Rewrite the rows from the line with "If it's not too much trouble, could you box the white" up to and including the line with "[887,477,914,488]" as a numbered list, leaving out any blank lines.

---------- Input

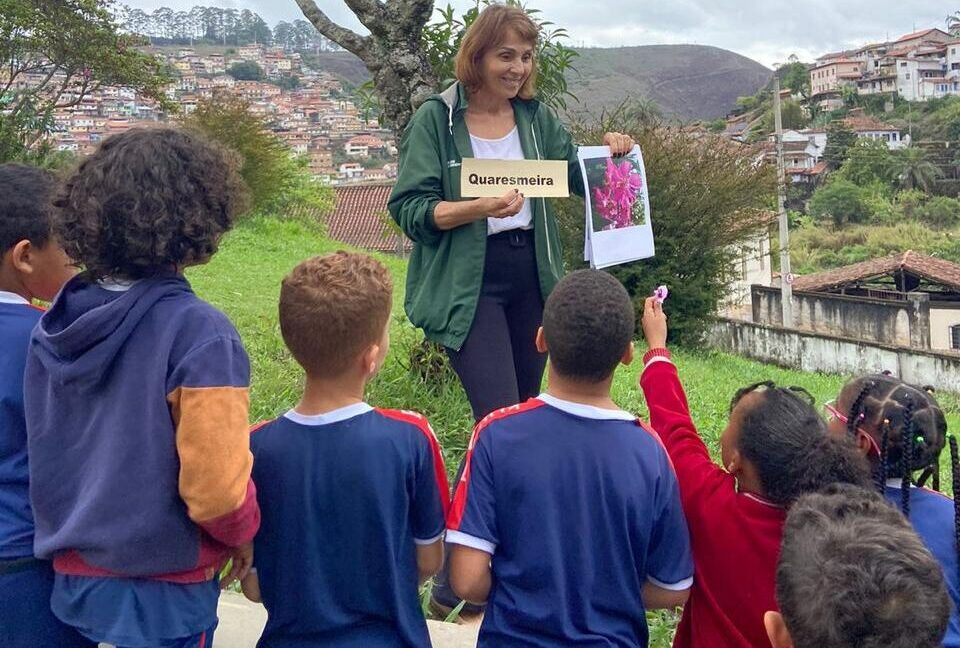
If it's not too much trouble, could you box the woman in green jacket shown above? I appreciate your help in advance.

--------------------
---------- Input

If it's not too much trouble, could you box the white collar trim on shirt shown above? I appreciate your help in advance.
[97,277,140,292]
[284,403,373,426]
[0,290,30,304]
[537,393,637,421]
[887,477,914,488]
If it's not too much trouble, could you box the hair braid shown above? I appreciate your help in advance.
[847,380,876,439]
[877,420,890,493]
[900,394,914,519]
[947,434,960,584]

--------------------

● Worked answer:
1. If it's not too much trouble, could you box the white collar trim on shirt shown above? I appreciate your help in advance.
2. [97,277,140,292]
3. [284,403,373,426]
4. [0,290,30,304]
5. [537,393,637,421]
6. [887,477,914,488]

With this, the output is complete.